Entries taken from a collection
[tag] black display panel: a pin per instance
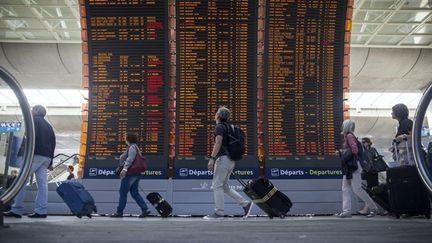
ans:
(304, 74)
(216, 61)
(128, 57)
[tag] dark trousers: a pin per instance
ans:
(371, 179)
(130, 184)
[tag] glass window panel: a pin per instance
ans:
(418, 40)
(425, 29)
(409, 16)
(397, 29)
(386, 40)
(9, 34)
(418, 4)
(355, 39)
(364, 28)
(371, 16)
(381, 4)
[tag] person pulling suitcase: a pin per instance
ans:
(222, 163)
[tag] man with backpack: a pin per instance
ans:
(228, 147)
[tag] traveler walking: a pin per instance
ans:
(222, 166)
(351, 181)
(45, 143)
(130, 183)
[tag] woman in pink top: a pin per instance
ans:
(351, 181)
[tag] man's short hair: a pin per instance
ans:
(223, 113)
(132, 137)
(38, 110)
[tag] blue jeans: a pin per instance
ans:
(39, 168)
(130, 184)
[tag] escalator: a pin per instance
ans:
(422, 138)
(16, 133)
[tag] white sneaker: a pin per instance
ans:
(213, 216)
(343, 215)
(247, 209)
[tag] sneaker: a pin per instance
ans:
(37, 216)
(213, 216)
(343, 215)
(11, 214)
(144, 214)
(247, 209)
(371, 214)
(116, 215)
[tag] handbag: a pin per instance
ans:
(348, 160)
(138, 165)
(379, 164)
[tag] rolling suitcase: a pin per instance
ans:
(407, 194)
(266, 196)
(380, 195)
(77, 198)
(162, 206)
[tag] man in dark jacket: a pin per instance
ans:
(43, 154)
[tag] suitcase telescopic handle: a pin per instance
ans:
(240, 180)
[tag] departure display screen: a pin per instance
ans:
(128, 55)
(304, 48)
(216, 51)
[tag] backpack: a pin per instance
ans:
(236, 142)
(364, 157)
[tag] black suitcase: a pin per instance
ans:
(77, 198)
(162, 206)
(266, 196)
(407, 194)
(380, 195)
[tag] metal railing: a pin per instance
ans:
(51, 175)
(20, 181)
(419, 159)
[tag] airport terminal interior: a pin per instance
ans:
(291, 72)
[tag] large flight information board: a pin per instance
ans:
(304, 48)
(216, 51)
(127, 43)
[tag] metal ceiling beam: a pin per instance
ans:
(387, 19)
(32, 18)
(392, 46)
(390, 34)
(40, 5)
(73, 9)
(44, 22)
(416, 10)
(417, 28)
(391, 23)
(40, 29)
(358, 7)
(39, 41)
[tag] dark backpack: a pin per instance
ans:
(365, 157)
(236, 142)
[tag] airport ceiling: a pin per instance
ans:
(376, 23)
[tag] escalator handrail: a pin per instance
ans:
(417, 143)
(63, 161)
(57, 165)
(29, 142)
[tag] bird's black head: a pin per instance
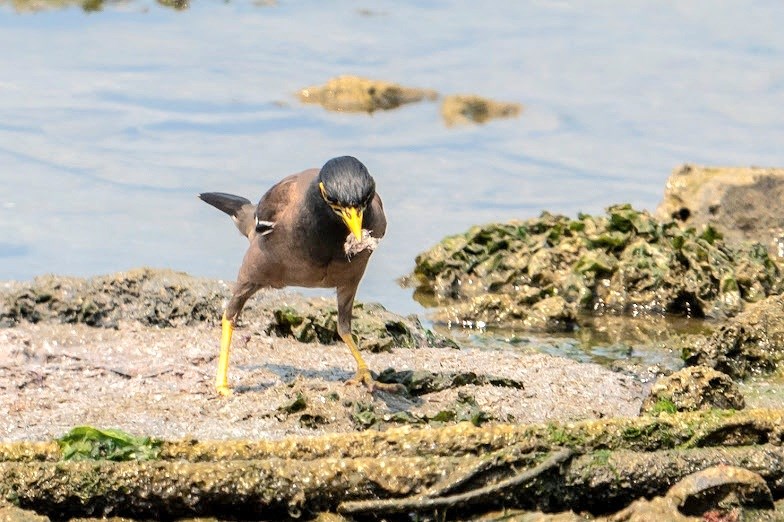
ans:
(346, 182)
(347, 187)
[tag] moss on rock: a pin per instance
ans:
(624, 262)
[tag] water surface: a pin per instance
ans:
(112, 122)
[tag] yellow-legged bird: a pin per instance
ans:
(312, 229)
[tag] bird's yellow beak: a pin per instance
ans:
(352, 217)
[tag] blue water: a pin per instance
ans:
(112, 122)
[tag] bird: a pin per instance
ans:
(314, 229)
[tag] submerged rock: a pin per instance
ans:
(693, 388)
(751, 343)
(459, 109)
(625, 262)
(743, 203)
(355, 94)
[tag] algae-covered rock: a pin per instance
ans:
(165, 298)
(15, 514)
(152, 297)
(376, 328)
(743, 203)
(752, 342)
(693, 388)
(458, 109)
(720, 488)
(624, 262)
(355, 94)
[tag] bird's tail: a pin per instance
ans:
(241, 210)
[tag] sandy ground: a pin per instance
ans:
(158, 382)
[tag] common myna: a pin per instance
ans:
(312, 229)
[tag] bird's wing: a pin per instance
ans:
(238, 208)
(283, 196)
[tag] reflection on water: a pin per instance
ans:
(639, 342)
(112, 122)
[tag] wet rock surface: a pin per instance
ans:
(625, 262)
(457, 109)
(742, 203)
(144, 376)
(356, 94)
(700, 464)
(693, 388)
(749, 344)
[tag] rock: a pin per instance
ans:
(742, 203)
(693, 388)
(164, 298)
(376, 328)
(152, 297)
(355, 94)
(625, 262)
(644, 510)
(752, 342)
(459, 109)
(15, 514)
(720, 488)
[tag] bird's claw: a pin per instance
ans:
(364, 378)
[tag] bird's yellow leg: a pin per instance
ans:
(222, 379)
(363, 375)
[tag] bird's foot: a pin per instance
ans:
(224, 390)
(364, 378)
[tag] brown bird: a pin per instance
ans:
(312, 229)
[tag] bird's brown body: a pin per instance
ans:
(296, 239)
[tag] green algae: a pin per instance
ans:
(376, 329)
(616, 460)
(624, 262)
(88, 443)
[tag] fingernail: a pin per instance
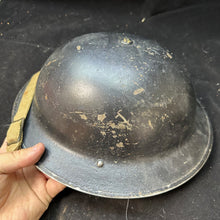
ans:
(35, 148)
* * *
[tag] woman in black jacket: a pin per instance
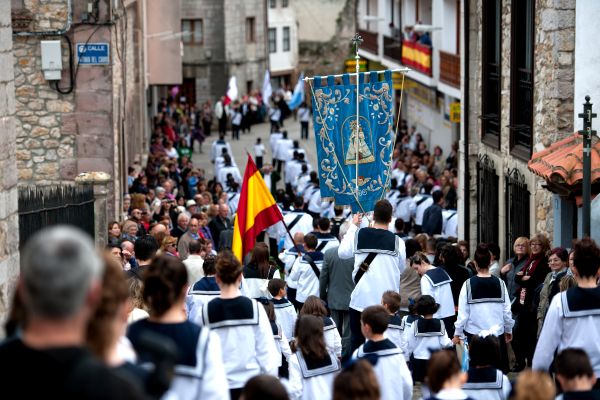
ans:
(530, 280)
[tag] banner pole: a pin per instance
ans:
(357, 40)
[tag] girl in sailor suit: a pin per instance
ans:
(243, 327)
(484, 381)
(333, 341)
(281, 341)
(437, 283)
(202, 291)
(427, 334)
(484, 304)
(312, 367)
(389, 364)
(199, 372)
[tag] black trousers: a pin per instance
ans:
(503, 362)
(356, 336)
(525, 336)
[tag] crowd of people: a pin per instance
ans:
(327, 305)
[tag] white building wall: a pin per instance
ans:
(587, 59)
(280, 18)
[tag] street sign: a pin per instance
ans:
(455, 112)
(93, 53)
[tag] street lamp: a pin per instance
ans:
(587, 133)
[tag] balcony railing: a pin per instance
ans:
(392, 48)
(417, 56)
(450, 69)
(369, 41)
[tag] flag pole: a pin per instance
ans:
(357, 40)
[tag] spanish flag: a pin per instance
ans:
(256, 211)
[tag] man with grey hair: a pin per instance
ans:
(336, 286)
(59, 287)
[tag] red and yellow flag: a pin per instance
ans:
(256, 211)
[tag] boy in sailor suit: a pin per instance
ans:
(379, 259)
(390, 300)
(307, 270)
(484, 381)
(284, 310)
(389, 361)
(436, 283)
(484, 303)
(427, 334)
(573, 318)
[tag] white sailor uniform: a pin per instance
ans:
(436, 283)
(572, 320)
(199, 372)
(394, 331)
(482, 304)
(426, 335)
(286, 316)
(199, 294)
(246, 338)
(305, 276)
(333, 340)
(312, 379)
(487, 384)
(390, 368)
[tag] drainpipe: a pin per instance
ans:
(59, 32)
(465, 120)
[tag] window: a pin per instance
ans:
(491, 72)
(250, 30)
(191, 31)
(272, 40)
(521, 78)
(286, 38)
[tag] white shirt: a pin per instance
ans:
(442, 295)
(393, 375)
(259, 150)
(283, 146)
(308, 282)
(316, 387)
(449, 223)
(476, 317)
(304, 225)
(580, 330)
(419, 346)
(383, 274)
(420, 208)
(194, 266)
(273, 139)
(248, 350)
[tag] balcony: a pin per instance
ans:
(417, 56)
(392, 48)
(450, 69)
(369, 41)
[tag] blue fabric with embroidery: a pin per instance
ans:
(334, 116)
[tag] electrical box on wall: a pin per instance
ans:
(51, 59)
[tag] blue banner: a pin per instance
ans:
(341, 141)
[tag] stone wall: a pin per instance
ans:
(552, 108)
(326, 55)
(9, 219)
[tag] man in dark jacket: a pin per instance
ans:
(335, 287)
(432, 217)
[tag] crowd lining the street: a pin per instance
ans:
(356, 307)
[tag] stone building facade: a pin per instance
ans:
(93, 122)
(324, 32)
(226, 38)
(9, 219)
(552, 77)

**EXERCISE DESCRIPTION:** The reply should hold the entries above from the line with "[tag] black display panel: a pin per instance" to the line with "[tag] glass window panel: a pin per instance", duplicated exactly, pictures excluded.

**REPLY TO THE TASK:**
[tag] black display panel: a pin per instance
ans:
(304, 74)
(216, 61)
(128, 57)
[tag] dark trousers: a pin per instance
ans:
(371, 179)
(130, 184)
[tag] glass window panel: a pin per instance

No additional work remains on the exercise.